§ **Extracted text**:

Gigabyte GA-8STXC Mobo (Award Bios)
Pentium 4 2.4 GHz
256 MB RAM
80GB HD
Windows XP

Ta

Posted: Fri Jan 09, 2004 9:59 am
by sulbert
Does the board have a soldered BIOS chip?

Posted: Fri Jan 09, 2004 11:03 am
by ian_r
I don't think so but I'm no expert on these things.

Posted: Fri Jan 09, 2004 11:08 am
by sulbert
Second issue - didn't find any motherboard named GA-8STXC from Gigabyte's website. Could you please recheck the motherboard model number?

Posted: Fri Jan 09, 2004 11:11 am
by ian_r
That is the correct motherboard - I believe Gigabyte no longer support it hence no mention of it on their site. The bios upgrade I obtained came from www.fujitsu-siemens.com as it is a Fujitsu PC (Scaleo).

Posted: Fri Jan 09, 2004 11:14 am
by Toby B
http://www.fujitsu-siemens.co.uk/rl/ser ... txc_uk.pdf

its an OEM board thats why its not showing on gigabyte's website

Posted: Fri Jan 09, 2004 11:34 am
by sulbert
Oh... I assumed that when somebody is talking about Gigabyte boards he means retail Gigabyte boards.
Do SiS chipsets for Intel processors use "standard" flash chips like their chipsets for AMD processors?
If yes, it would be possile to try to activate the boot block BIOS by generating a BIOS checksum error.

Posted: Fri Jan 09, 2004 12:14 pm
by ian_r
As the floppy drive is not being recognised or responding is there anything I can do to fix the bios other than buy a new motherboard?

I'm reluctant to try removing the chip and reflashing it in another machine as my track record is pretty dire in flashing bios.

Posted: Fri Jan 09, 2004 1:46 pm
by Toby B
well if you dont feel worthy enough to fiddle with the BIOS chip you can try and see if a local computer shop will fix it, or buy a new board.

§ **Data listing**:
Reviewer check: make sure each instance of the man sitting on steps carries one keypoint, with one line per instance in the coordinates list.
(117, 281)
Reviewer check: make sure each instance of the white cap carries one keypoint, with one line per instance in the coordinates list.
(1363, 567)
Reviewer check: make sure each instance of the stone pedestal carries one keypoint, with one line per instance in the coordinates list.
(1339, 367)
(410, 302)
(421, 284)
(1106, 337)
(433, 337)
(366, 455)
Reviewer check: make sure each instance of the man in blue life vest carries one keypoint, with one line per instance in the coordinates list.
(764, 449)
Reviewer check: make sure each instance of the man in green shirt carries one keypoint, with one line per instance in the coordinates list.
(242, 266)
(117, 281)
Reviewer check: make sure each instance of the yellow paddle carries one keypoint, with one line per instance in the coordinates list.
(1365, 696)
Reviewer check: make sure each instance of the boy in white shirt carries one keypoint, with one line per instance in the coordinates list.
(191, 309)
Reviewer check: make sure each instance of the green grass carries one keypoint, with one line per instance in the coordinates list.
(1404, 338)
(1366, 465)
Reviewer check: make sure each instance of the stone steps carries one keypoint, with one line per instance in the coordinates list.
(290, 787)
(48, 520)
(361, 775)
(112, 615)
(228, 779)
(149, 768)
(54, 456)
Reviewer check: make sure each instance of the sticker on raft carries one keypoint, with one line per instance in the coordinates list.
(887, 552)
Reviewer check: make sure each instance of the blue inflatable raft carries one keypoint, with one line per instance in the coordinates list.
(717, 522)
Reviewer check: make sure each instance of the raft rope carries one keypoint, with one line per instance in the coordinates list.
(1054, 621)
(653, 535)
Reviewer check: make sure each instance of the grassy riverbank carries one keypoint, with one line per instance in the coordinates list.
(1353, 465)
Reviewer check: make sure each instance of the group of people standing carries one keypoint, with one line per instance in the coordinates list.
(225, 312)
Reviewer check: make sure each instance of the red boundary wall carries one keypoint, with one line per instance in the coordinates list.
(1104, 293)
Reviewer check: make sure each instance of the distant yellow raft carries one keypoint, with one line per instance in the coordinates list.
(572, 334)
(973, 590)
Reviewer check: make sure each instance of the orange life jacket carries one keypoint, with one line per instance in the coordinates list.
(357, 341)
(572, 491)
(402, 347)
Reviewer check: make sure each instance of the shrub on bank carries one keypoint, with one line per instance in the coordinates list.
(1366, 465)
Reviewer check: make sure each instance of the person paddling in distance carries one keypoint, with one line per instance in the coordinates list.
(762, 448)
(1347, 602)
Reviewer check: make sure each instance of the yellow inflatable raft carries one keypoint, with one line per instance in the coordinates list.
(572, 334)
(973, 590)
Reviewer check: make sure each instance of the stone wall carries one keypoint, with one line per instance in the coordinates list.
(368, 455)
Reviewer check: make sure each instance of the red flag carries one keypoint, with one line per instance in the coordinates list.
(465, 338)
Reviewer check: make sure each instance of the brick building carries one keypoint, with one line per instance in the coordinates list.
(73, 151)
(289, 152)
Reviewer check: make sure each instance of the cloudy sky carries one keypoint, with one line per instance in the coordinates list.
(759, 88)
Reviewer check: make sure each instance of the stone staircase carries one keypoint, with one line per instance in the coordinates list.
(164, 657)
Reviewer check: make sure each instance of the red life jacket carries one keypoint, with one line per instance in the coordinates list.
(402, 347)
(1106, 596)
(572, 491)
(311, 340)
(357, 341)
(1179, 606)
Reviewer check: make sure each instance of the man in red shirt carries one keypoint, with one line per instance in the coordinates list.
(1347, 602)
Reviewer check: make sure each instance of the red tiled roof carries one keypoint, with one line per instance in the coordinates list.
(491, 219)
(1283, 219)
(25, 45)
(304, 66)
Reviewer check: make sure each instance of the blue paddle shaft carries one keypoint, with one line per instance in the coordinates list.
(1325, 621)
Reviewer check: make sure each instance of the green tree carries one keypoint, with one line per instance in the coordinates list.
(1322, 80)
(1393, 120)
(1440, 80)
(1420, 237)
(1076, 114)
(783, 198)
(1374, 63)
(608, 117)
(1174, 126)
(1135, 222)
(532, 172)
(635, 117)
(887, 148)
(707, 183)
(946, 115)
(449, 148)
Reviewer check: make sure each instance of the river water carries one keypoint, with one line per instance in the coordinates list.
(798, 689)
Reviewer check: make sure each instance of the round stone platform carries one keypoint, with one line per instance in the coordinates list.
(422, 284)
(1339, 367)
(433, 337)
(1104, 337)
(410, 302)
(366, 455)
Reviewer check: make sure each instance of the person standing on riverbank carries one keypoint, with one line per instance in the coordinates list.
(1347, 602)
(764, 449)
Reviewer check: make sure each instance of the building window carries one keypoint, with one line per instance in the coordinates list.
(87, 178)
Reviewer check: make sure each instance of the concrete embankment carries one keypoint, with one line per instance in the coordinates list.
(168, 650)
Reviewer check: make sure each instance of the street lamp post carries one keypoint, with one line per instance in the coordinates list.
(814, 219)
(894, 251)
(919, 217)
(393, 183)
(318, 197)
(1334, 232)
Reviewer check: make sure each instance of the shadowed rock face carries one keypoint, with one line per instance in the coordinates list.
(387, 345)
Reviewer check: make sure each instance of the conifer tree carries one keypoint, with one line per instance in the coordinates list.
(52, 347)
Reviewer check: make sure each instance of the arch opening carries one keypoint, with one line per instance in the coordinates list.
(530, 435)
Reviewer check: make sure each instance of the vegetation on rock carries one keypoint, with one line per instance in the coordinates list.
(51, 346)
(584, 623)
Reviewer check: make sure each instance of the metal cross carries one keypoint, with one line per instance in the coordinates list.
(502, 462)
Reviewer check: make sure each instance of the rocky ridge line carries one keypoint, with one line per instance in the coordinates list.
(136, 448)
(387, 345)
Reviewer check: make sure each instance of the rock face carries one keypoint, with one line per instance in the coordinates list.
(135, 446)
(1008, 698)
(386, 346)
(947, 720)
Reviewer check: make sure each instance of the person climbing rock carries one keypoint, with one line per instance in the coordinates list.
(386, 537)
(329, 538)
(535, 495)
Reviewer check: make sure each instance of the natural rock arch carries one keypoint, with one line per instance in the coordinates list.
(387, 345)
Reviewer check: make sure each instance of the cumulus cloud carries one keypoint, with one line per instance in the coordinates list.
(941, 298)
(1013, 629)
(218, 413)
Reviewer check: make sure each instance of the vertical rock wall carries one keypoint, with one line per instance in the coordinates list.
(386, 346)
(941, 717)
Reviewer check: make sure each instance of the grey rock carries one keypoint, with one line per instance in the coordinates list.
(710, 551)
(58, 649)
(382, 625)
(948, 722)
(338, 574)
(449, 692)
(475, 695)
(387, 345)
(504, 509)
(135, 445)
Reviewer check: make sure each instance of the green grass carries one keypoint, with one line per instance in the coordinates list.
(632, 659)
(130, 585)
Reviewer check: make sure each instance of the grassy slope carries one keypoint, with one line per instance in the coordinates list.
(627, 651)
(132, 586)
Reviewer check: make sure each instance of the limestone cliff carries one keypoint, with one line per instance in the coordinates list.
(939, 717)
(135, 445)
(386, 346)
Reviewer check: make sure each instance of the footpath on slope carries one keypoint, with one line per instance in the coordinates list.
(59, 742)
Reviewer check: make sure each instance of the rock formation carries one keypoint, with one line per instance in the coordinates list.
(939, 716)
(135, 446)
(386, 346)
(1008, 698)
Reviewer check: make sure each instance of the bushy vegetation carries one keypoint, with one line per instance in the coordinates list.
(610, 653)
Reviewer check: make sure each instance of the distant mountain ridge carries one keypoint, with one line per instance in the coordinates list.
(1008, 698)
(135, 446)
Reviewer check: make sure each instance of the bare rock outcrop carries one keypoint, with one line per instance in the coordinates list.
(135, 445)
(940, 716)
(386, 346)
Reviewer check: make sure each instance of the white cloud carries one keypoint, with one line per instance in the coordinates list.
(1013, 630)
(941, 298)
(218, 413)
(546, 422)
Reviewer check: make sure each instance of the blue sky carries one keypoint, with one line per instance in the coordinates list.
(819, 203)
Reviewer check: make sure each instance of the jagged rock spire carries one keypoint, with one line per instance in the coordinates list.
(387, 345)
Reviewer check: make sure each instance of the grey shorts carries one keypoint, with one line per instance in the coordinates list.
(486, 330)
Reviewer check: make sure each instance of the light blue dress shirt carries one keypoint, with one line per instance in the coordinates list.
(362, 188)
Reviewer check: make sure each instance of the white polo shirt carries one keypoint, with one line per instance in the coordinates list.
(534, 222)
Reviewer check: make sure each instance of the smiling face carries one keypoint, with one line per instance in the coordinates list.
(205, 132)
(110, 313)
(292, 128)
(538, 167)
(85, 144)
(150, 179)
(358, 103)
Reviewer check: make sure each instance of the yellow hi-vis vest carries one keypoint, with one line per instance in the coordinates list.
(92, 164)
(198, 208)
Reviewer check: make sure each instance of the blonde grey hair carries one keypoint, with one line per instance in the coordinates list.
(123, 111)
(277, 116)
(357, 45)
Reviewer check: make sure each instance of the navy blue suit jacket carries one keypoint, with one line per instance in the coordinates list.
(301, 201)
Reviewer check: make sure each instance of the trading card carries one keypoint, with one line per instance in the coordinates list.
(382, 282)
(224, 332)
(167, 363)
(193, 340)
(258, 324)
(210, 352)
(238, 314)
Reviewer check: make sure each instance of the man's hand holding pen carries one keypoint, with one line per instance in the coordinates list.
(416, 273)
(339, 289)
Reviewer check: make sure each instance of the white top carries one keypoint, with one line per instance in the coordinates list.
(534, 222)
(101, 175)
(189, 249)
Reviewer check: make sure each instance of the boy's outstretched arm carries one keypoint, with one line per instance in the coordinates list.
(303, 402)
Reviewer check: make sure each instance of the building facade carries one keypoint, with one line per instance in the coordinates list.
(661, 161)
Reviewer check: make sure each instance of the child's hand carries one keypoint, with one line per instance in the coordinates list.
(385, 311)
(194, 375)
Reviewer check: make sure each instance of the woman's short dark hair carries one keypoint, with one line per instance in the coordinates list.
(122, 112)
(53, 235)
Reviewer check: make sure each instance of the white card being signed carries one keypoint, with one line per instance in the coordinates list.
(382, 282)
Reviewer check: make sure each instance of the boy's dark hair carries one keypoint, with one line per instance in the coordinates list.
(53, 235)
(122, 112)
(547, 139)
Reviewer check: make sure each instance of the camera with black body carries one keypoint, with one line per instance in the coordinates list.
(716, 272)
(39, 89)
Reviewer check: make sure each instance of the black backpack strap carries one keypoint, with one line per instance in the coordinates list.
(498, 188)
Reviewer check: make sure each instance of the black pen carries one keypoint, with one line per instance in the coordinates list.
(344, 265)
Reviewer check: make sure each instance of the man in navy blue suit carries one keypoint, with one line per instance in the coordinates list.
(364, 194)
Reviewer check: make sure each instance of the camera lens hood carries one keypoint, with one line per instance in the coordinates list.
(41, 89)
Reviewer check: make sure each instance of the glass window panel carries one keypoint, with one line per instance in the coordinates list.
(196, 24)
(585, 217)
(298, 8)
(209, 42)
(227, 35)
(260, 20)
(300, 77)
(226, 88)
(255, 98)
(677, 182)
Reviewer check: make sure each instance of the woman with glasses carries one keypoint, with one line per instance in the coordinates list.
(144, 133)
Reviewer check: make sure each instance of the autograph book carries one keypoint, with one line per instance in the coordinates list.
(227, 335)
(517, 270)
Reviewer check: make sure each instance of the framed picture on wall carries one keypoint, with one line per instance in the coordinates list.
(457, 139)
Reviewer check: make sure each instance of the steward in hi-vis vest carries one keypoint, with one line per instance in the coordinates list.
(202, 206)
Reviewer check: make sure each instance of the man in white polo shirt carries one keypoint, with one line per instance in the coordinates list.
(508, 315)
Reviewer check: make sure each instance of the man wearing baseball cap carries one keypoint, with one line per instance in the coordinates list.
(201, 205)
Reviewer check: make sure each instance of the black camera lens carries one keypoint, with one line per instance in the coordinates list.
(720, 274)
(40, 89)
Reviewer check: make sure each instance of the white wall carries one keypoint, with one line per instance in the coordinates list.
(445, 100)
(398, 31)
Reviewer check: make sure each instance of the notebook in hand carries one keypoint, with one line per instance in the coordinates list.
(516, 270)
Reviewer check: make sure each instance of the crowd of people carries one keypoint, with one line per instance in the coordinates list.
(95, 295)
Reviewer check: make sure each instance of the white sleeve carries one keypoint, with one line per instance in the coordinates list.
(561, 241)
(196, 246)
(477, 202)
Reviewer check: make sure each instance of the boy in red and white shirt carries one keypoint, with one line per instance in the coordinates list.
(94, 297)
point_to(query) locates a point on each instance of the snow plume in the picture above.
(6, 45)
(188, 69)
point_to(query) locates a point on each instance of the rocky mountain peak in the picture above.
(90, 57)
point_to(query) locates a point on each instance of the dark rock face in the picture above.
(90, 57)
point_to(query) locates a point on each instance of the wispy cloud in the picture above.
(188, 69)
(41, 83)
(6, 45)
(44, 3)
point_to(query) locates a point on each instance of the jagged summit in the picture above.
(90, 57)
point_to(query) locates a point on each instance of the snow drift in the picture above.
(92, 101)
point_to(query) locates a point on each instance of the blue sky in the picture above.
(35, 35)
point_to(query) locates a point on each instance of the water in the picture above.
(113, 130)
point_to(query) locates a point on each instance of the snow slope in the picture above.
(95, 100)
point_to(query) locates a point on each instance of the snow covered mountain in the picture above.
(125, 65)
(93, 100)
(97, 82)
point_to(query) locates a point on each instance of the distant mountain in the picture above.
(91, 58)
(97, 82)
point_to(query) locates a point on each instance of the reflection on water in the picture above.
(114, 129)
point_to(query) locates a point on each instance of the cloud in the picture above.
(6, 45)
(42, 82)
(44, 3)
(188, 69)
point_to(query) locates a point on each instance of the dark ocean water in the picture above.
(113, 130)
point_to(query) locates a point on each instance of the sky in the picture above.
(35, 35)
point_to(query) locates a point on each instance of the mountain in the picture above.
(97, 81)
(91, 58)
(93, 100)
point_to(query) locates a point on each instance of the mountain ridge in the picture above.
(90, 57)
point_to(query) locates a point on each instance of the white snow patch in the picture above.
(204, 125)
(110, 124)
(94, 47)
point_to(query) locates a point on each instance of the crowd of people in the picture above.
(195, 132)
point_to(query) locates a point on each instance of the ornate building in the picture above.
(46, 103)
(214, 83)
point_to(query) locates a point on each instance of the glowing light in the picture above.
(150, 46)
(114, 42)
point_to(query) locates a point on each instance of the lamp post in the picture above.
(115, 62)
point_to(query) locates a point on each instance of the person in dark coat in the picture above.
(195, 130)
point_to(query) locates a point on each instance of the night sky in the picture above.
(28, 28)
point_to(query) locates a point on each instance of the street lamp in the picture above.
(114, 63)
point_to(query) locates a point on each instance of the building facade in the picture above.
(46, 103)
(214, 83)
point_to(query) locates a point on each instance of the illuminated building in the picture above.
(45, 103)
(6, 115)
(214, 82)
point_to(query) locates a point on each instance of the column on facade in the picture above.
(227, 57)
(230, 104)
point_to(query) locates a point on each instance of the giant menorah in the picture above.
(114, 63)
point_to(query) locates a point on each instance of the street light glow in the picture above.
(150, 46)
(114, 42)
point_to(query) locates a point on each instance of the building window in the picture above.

§ **To-do list**:
(a) Retype the forum thread starting with "Posted: Fri Jan 09, 2004 11:34" and going on through "BIOS checksum error.".
(b) In the forum thread, which website did ian_r get the BIOS upgrade from?
(c) List every posting time that appears in the forum thread.
The records play no part here.

§ **Solutions to the problems**:
(a)
Posted: Fri Jan 09, 2004 11:34 am
by sulbert
Oh... I assumed that when somebody is talking about Gigabyte boards he means retail Gigabyte boards.
Do SiS chipsets for Intel processors use "standard" flash chips like their chipsets for AMD processors?
If yes, it would be possile to try to activate the boot block BIOS by generating a BIOS checksum error.

(b) www.fujitsu-siemens.com

(c)
9:59 am
11:03 am
11:08 am
11:11 am
11:14 am
11:34 am
12:14 pm
1:46 pm